■ **Task directions**
Count the lines in the items below that contain the string "white", treating uppercase and lowercase letters as different, and reply with that number alone.

★ ★ ★

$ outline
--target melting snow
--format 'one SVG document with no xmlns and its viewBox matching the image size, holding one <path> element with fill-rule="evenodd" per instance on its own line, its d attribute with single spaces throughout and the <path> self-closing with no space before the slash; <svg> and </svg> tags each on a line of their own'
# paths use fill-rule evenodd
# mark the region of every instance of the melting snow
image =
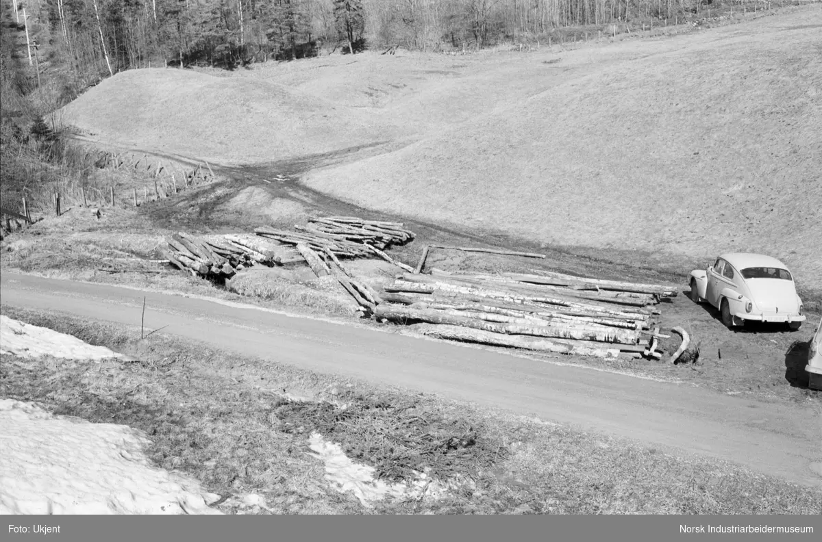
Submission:
<svg viewBox="0 0 822 542">
<path fill-rule="evenodd" d="M 219 514 L 193 480 L 153 467 L 126 425 L 0 399 L 0 514 Z"/>
<path fill-rule="evenodd" d="M 339 444 L 326 440 L 316 432 L 312 433 L 308 446 L 314 452 L 312 455 L 326 464 L 326 479 L 338 491 L 353 492 L 354 496 L 365 506 L 370 506 L 372 503 L 386 497 L 418 498 L 424 494 L 437 497 L 446 489 L 439 482 L 427 479 L 424 473 L 418 473 L 418 479 L 410 485 L 403 483 L 386 484 L 376 480 L 374 467 L 353 462 L 345 455 Z"/>
<path fill-rule="evenodd" d="M 0 315 L 0 354 L 20 357 L 53 356 L 75 360 L 123 357 L 103 347 L 95 347 L 76 337 L 17 321 Z"/>
</svg>

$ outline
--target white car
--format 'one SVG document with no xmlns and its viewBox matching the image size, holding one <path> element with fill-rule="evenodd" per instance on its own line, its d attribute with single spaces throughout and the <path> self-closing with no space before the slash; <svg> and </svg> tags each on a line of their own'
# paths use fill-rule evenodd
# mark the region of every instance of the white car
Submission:
<svg viewBox="0 0 822 542">
<path fill-rule="evenodd" d="M 802 300 L 787 267 L 760 254 L 724 254 L 689 276 L 690 298 L 719 309 L 728 328 L 746 320 L 784 322 L 793 331 L 805 321 Z"/>
<path fill-rule="evenodd" d="M 822 390 L 822 322 L 816 328 L 816 333 L 810 339 L 808 349 L 808 388 Z"/>
</svg>

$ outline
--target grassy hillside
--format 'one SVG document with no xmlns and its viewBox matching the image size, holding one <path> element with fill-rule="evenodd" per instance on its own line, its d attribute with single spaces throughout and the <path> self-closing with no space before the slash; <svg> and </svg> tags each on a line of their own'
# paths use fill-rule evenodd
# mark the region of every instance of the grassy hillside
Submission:
<svg viewBox="0 0 822 542">
<path fill-rule="evenodd" d="M 818 281 L 820 23 L 822 11 L 809 10 L 680 39 L 663 53 L 644 44 L 644 57 L 306 181 L 538 241 L 770 252 Z"/>
<path fill-rule="evenodd" d="M 390 139 L 321 98 L 275 83 L 178 69 L 129 70 L 62 109 L 104 140 L 222 163 L 266 162 Z"/>
<path fill-rule="evenodd" d="M 303 181 L 473 231 L 677 269 L 768 252 L 822 291 L 820 31 L 808 6 L 571 50 L 135 70 L 64 113 L 102 140 L 216 163 L 336 154 Z"/>
</svg>

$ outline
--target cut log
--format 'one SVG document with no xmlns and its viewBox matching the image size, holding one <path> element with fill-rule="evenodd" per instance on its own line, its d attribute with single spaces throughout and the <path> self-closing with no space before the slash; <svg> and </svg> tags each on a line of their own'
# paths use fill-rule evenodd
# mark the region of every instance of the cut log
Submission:
<svg viewBox="0 0 822 542">
<path fill-rule="evenodd" d="M 396 265 L 397 267 L 399 267 L 400 269 L 403 269 L 404 271 L 408 271 L 409 273 L 413 273 L 413 268 L 412 268 L 410 265 L 406 265 L 405 264 L 403 264 L 402 262 L 399 262 L 399 261 L 394 260 L 393 258 L 391 258 L 390 256 L 389 256 L 387 254 L 386 254 L 385 252 L 383 252 L 382 250 L 381 250 L 380 249 L 378 249 L 378 248 L 376 248 L 375 246 L 372 246 L 371 245 L 366 245 L 365 246 L 367 246 L 368 249 L 372 252 L 373 252 L 376 255 L 380 256 L 381 258 L 382 258 L 383 260 L 385 260 L 386 262 L 389 262 L 390 264 L 394 264 L 395 265 Z"/>
<path fill-rule="evenodd" d="M 319 258 L 319 255 L 317 258 Z M 372 301 L 369 301 L 362 296 L 362 294 L 353 287 L 351 281 L 345 275 L 345 273 L 342 272 L 342 270 L 335 265 L 332 265 L 330 270 L 330 273 L 334 275 L 334 278 L 337 279 L 337 282 L 339 282 L 343 288 L 344 288 L 345 291 L 354 298 L 354 301 L 357 301 L 358 305 L 367 309 L 372 313 L 374 312 L 375 304 Z"/>
<path fill-rule="evenodd" d="M 174 257 L 174 255 L 172 254 L 171 250 L 161 248 L 159 249 L 159 253 L 163 255 L 164 258 L 169 260 L 169 263 L 170 263 L 177 269 L 180 269 L 181 271 L 184 271 L 186 269 L 186 266 L 181 264 L 180 261 Z"/>
<path fill-rule="evenodd" d="M 187 249 L 182 243 L 174 240 L 173 238 L 169 240 L 169 246 L 170 246 L 175 252 L 182 254 L 185 256 L 188 256 L 192 260 L 198 258 L 197 255 L 192 254 L 191 250 Z"/>
<path fill-rule="evenodd" d="M 421 277 L 422 275 L 415 275 L 416 277 Z M 575 303 L 574 301 L 570 301 L 566 300 L 556 299 L 552 297 L 542 297 L 537 296 L 523 296 L 520 294 L 512 294 L 508 292 L 502 292 L 496 290 L 490 290 L 487 288 L 482 288 L 477 287 L 469 287 L 469 286 L 458 286 L 455 284 L 449 284 L 447 282 L 434 282 L 427 284 L 420 284 L 417 282 L 411 282 L 409 281 L 397 280 L 394 284 L 390 286 L 385 287 L 386 292 L 413 292 L 418 293 L 433 293 L 436 292 L 450 292 L 455 294 L 475 296 L 478 297 L 490 297 L 492 299 L 496 299 L 501 301 L 505 301 L 510 303 L 539 303 L 548 305 L 552 306 L 561 306 L 569 309 L 575 309 L 577 310 L 583 310 L 588 312 L 596 312 L 601 314 L 621 314 L 619 311 L 614 311 L 606 307 L 589 305 Z"/>
<path fill-rule="evenodd" d="M 603 290 L 616 290 L 619 288 L 627 288 L 625 292 L 642 291 L 640 293 L 661 293 L 666 296 L 676 297 L 677 288 L 674 286 L 666 286 L 663 284 L 645 284 L 640 282 L 629 282 L 626 281 L 605 280 L 602 278 L 589 278 L 587 277 L 575 277 L 562 273 L 553 271 L 540 271 L 546 278 L 560 278 L 568 281 L 581 281 L 588 284 L 597 284 Z M 508 274 L 508 273 L 504 273 Z M 539 278 L 540 275 L 531 275 Z"/>
<path fill-rule="evenodd" d="M 422 307 L 417 307 L 417 305 L 412 305 L 410 308 L 418 309 Z M 522 325 L 522 326 L 561 327 L 568 329 L 579 329 L 580 331 L 591 331 L 591 332 L 597 332 L 597 331 L 602 331 L 603 329 L 608 329 L 608 328 L 606 326 L 601 326 L 599 324 L 593 324 L 591 322 L 578 322 L 573 320 L 549 320 L 549 319 L 537 318 L 535 316 L 525 316 L 525 317 L 508 316 L 492 312 L 456 310 L 453 309 L 446 309 L 441 310 L 442 310 L 443 313 L 446 315 L 450 315 L 452 316 L 462 316 L 464 318 L 472 318 L 478 320 L 485 320 L 486 322 L 496 322 L 498 324 L 510 324 L 514 325 Z M 636 341 L 639 339 L 639 337 L 636 335 L 635 332 L 632 330 L 621 329 L 621 330 L 614 330 L 614 332 L 618 333 L 620 337 L 623 339 L 621 341 L 621 342 L 627 342 L 628 344 L 635 343 Z"/>
<path fill-rule="evenodd" d="M 584 341 L 597 341 L 600 342 L 623 342 L 635 344 L 636 338 L 628 337 L 624 330 L 603 328 L 597 330 L 575 329 L 560 325 L 538 326 L 519 325 L 511 324 L 497 324 L 484 320 L 454 316 L 440 310 L 415 310 L 399 305 L 378 305 L 374 315 L 378 319 L 386 319 L 390 322 L 408 324 L 410 322 L 424 322 L 427 324 L 440 324 L 457 325 L 473 329 L 482 329 L 509 335 L 530 335 L 533 337 L 549 337 L 557 338 L 570 338 Z"/>
<path fill-rule="evenodd" d="M 187 267 L 189 269 L 194 271 L 195 273 L 205 277 L 206 275 L 208 274 L 209 272 L 208 264 L 206 264 L 206 262 L 202 261 L 199 258 L 192 259 L 180 253 L 178 253 L 177 260 L 181 264 Z"/>
<path fill-rule="evenodd" d="M 612 292 L 597 294 L 593 292 L 570 290 L 567 288 L 562 288 L 561 287 L 527 284 L 525 282 L 520 282 L 510 278 L 493 277 L 490 275 L 475 277 L 470 275 L 451 274 L 445 277 L 434 277 L 431 275 L 406 273 L 401 275 L 399 278 L 409 282 L 445 282 L 448 284 L 494 289 L 513 295 L 522 295 L 527 296 L 541 296 L 546 295 L 559 296 L 570 299 L 584 299 L 591 301 L 635 307 L 644 307 L 646 305 L 656 302 L 656 300 L 652 296 L 649 296 L 647 294 Z"/>
<path fill-rule="evenodd" d="M 468 248 L 464 246 L 450 246 L 446 245 L 432 245 L 432 248 L 446 249 L 448 250 L 462 250 L 463 252 L 487 252 L 488 254 L 499 254 L 506 256 L 524 256 L 525 258 L 545 258 L 544 254 L 534 254 L 533 252 L 517 252 L 515 250 L 499 250 L 496 249 L 485 248 Z"/>
<path fill-rule="evenodd" d="M 435 273 L 432 273 L 435 274 Z M 622 299 L 627 298 L 630 300 L 636 300 L 640 301 L 644 301 L 646 304 L 656 303 L 658 302 L 656 292 L 627 292 L 624 290 L 607 290 L 600 288 L 596 284 L 589 284 L 585 282 L 575 282 L 573 281 L 567 281 L 559 278 L 548 278 L 546 281 L 534 280 L 524 280 L 520 278 L 516 278 L 516 277 L 525 278 L 529 275 L 522 275 L 518 273 L 506 273 L 503 275 L 486 275 L 486 274 L 478 274 L 478 275 L 464 275 L 464 274 L 455 274 L 450 273 L 450 277 L 453 278 L 464 279 L 464 280 L 481 280 L 481 281 L 495 281 L 498 282 L 503 282 L 511 285 L 511 287 L 519 288 L 537 288 L 539 290 L 556 290 L 558 292 L 566 292 L 567 295 L 572 295 L 576 297 L 585 297 L 591 296 L 592 299 Z M 596 292 L 596 294 L 593 292 L 574 292 L 574 291 L 586 291 L 591 290 Z"/>
<path fill-rule="evenodd" d="M 420 256 L 419 263 L 417 264 L 417 269 L 413 272 L 417 274 L 423 273 L 423 268 L 425 267 L 425 260 L 428 258 L 428 251 L 431 250 L 431 245 L 426 246 L 425 249 L 423 250 L 423 255 Z"/>
<path fill-rule="evenodd" d="M 512 316 L 515 318 L 530 317 L 541 320 L 561 320 L 568 323 L 575 322 L 595 324 L 597 325 L 635 330 L 640 329 L 642 325 L 642 323 L 639 321 L 609 319 L 607 318 L 580 316 L 577 315 L 566 315 L 553 311 L 546 312 L 539 310 L 538 307 L 529 307 L 524 305 L 520 306 L 506 306 L 504 304 L 496 304 L 489 301 L 486 301 L 485 302 L 468 302 L 464 301 L 460 301 L 453 298 L 446 301 L 427 295 L 416 296 L 413 297 L 402 294 L 387 294 L 387 296 L 389 296 L 389 297 L 386 298 L 387 301 L 393 303 L 412 305 L 413 306 L 421 306 L 424 305 L 426 307 L 432 309 L 450 309 L 454 310 L 488 312 L 505 316 Z"/>
<path fill-rule="evenodd" d="M 672 331 L 682 337 L 682 344 L 679 345 L 679 348 L 677 349 L 677 351 L 671 356 L 671 363 L 677 363 L 677 360 L 679 359 L 679 356 L 688 349 L 688 345 L 690 344 L 690 337 L 685 329 L 678 326 L 672 329 Z"/>
<path fill-rule="evenodd" d="M 428 337 L 475 342 L 495 347 L 508 347 L 522 348 L 534 351 L 556 352 L 559 354 L 572 354 L 577 356 L 590 356 L 595 357 L 617 357 L 619 350 L 616 348 L 592 348 L 590 347 L 578 347 L 548 341 L 535 337 L 506 335 L 480 329 L 469 329 L 452 325 L 423 324 L 417 331 Z"/>
<path fill-rule="evenodd" d="M 212 264 L 214 264 L 214 262 L 209 262 L 208 255 L 206 255 L 206 252 L 201 248 L 198 247 L 196 245 L 188 241 L 187 239 L 181 236 L 179 233 L 174 233 L 173 235 L 171 236 L 171 237 L 177 242 L 185 246 L 186 249 L 192 255 L 207 262 L 208 265 L 211 265 Z"/>
<path fill-rule="evenodd" d="M 212 248 L 223 250 L 224 252 L 231 252 L 236 255 L 242 255 L 243 250 L 241 250 L 236 246 L 232 246 L 228 243 L 223 243 L 215 239 L 206 239 L 206 242 L 208 243 Z"/>
<path fill-rule="evenodd" d="M 241 237 L 238 235 L 225 235 L 224 237 L 235 245 L 239 245 L 240 246 L 244 246 L 250 250 L 257 253 L 266 260 L 274 261 L 275 256 L 276 256 L 276 252 L 269 246 L 266 246 L 262 243 L 255 242 L 251 239 L 247 237 Z"/>
<path fill-rule="evenodd" d="M 317 277 L 325 277 L 330 274 L 331 270 L 328 269 L 326 262 L 322 261 L 320 255 L 309 247 L 308 245 L 299 243 L 297 245 L 297 250 L 302 258 L 305 259 L 306 263 L 308 264 L 308 267 L 311 268 L 315 275 Z"/>
</svg>

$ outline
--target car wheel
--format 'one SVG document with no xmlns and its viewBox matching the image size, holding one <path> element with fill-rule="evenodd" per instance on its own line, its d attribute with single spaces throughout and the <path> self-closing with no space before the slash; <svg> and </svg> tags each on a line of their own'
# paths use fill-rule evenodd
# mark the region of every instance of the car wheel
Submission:
<svg viewBox="0 0 822 542">
<path fill-rule="evenodd" d="M 732 328 L 733 327 L 733 315 L 731 314 L 731 306 L 728 305 L 727 299 L 722 300 L 719 312 L 722 313 L 722 323 L 728 329 Z"/>
<path fill-rule="evenodd" d="M 696 279 L 690 279 L 690 301 L 695 303 L 700 302 L 700 289 L 696 287 Z"/>
</svg>

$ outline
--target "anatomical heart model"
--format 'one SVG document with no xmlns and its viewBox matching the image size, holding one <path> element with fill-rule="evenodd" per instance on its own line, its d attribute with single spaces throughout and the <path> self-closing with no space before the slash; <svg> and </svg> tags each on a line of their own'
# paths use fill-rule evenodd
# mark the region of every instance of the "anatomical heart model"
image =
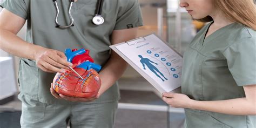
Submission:
<svg viewBox="0 0 256 128">
<path fill-rule="evenodd" d="M 89 50 L 84 49 L 65 50 L 68 61 L 73 64 L 73 69 L 83 79 L 72 70 L 65 73 L 58 72 L 53 82 L 53 89 L 57 93 L 83 98 L 91 98 L 97 95 L 101 84 L 97 72 L 101 66 L 93 63 L 89 52 Z"/>
</svg>

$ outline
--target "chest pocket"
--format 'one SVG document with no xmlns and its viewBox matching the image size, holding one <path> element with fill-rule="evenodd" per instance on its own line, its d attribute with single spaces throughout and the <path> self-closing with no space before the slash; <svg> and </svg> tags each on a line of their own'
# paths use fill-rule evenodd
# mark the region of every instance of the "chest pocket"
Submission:
<svg viewBox="0 0 256 128">
<path fill-rule="evenodd" d="M 18 73 L 21 92 L 37 100 L 38 91 L 39 69 L 36 63 L 26 59 L 21 59 Z"/>
<path fill-rule="evenodd" d="M 185 126 L 186 127 L 204 127 L 204 128 L 231 128 L 223 123 L 217 120 L 210 115 L 185 109 L 186 118 Z"/>
</svg>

★ ★ ★

■ **Written response**
2